» Stated task a
Reproduce the records word for word, from their first line through the line that contains "[[[820,145],[777,137],[761,149],[759,185],[820,259]]]", including both ends.

I concluded that one major advantage of not working at breakneck speed any more is that it gives me the opportunity to actually think about life, the past and the future, rather than just barreling through. Thinking about why I would not follow what the mother featured in the LA Times did, I remember a professor, J.T. Dillon, in graduate school who made us write what I thought were the most bizarre assignments for a course on Curriculum and Instruction. We had to answer these questions:

What is the good man, living the good life in the good society?


What must everyone learn and why must everyone learn that?

Over twenty years later, I realize the wisdom of what he was trying to teach us. His point was that we should ask WHY. Why do students need to know the answer to every math question on the SAT? Is it all about doing things we don’t like so we can make money to buy stuff we don’t need to impress people we don’t like?

I actually had a very close to perfect math SAT score, went to college at 16 and made a fair bit of money. However, I sure as hell did not spend 15 hours a day seven days a week studying and I’m sure if that mom in San Marino knew what I actually did from kindergarten through college, she’d be appalled. I studied stuff that interested me, competed in sports, went to a lot of parties, read a lot of books that had no purpose other than I felt like reading them. I played piano in duets with my brother and we pushed each other off the piano bench. I dug in the dirt, camped, hiked in the woods and generally was a kid. I skipped school, went skinny-dipping and got picked up by the police for various things the police pick you up for when you’re a teenager.

AND YET, if I had died at 19, I would have had a pretty good run. By that age, I’d graduated from college, set a few school track records, won a national judo championships and spent a year living in Japan.

If I’d died at 31, I would have been about the age of the oldest son of the woman in that article, the one who was pointed out that it was proof her system worked because he was in graduate school at MIT. By 31, I’d worked as an engineer for several years, had three children, finished two masters degrees, my Ph.D. and won a world judo championships. I’d also gone skinny dipping in Lake Havasu with my husband, gone hiking in the mountains, run several 10Ks just for the hell of it, trained in Switzerland, France, Japan and England. I’d have been sad to have missed my children growing up, but if I’d died at 31, I’d still know I’d had a pretty good run.

Annotation records
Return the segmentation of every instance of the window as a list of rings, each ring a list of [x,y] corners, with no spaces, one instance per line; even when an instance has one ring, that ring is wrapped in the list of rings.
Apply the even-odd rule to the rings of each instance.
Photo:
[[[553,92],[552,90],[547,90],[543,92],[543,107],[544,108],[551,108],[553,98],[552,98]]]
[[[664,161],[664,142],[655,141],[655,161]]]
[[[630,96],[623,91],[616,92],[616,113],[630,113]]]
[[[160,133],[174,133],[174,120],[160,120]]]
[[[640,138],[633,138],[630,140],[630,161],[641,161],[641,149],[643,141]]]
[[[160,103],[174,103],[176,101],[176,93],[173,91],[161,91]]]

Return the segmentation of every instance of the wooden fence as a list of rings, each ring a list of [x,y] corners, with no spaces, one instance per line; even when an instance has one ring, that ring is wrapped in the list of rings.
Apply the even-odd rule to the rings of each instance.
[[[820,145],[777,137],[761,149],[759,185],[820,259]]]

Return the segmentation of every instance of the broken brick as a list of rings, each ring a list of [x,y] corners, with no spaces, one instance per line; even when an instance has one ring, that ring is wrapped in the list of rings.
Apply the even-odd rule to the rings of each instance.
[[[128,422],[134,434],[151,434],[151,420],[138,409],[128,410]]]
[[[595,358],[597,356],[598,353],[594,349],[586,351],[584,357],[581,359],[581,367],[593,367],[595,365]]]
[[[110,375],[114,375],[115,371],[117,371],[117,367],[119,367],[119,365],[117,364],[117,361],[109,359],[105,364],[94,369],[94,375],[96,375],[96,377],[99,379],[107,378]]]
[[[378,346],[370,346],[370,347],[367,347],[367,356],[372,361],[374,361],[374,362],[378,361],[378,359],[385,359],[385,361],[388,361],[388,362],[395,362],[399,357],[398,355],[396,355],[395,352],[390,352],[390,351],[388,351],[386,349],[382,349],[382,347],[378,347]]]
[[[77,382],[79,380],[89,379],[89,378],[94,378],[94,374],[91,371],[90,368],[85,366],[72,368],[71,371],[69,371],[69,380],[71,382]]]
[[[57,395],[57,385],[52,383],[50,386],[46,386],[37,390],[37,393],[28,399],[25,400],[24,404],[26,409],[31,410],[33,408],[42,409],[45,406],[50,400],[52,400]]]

» Stated task b
Transcribe the part of the essay on asking why that opens with the words containing "Over twenty years" and closes with "we don’t like?", keeping every word unchanged.

» Exercise answer a
Return the segmentation of every instance of the window as a list of rings, each ring a list of [x,y] corners, with no spaces, one instance per line; even when an instance has one ring, that ring is wrapped in the list of rings.
Apply the even-odd rule to the rings of each instance.
Photo:
[[[553,92],[552,90],[547,90],[543,92],[543,107],[544,108],[551,108],[553,98],[552,98]]]
[[[664,161],[664,142],[655,141],[655,161]]]
[[[630,96],[623,91],[616,92],[616,113],[630,113]]]
[[[160,133],[174,133],[174,120],[160,120]]]
[[[640,138],[633,138],[630,140],[630,161],[641,161],[641,149],[643,141]]]
[[[160,103],[174,103],[176,101],[176,93],[173,91],[161,91]]]

Return the segmentation of every instance of the wooden fence as a list of rings, each ring a list of [x,y] corners, with no spaces, one instance per line; even when an instance has one ring, that ring is wrapped in the list of rings.
Apply the even-odd rule to the rings of each instance.
[[[820,145],[777,137],[761,149],[759,185],[820,259]]]

» Exercise answer b
Over twenty years later, I realize the wisdom of what he was trying to teach us. His point was that we should ask WHY. Why do students need to know the answer to every math question on the SAT? Is it all about doing things we don’t like so we can make money to buy stuff we don’t need to impress people we don’t like?